----- Source material -----
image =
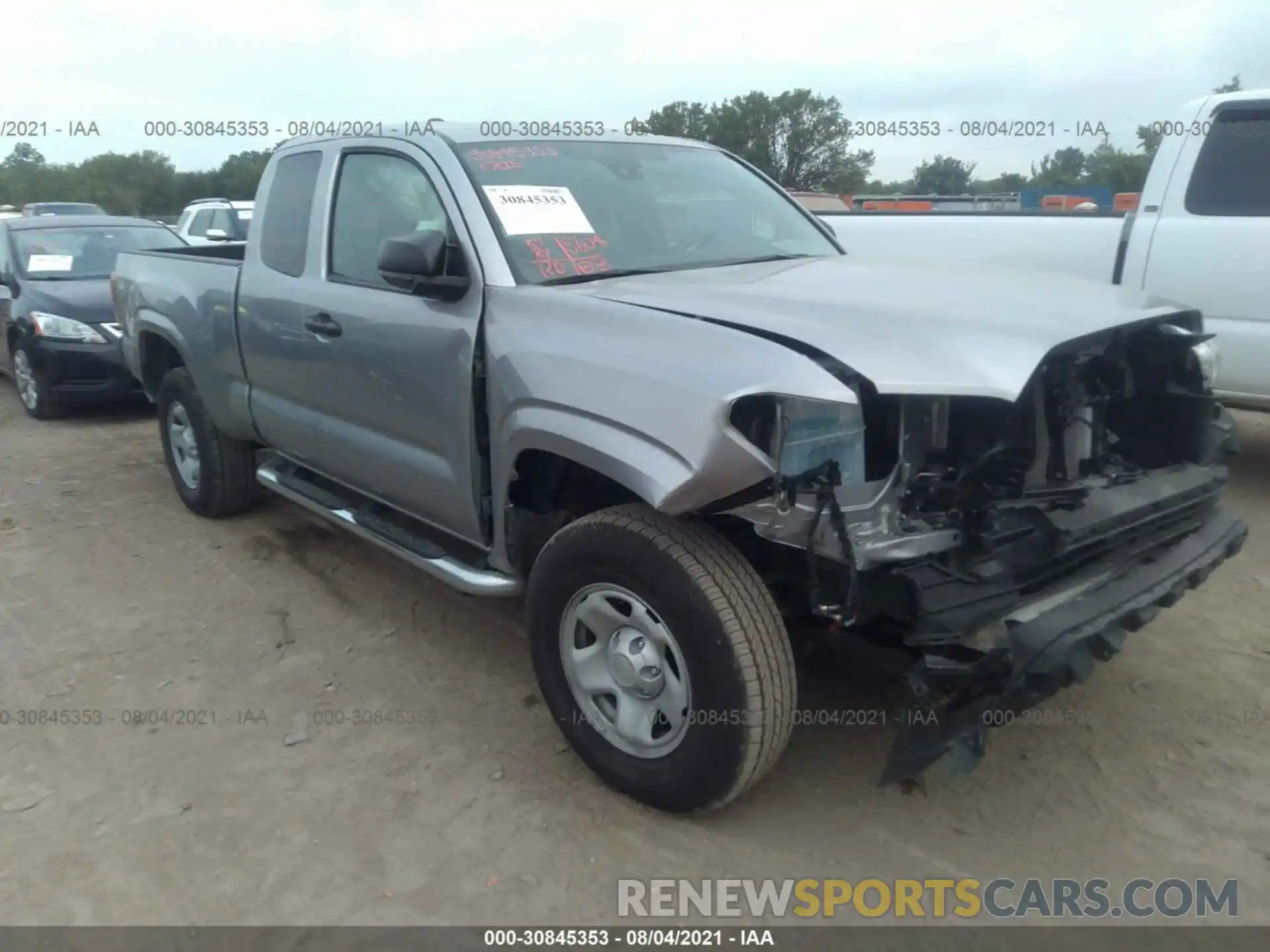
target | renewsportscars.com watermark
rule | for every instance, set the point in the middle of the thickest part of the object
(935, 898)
-----
----- Source material -----
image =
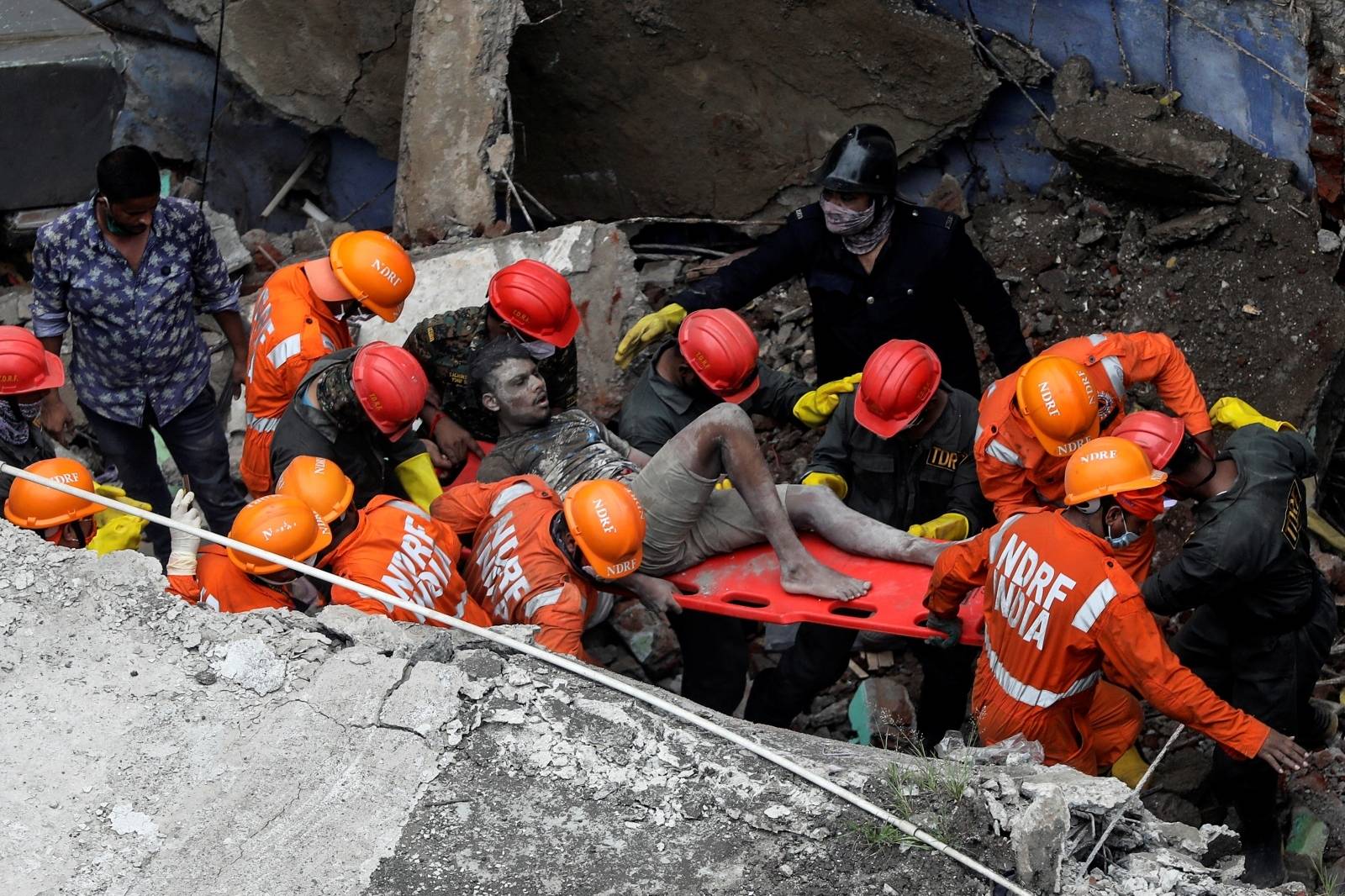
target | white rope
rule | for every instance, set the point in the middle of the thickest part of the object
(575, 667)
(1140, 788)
-----
→ Aim of the exercise: Among the lines above, list those that contain the word "target".

→ Exercise output:
target | renewsportscars.com watermark
target | white rope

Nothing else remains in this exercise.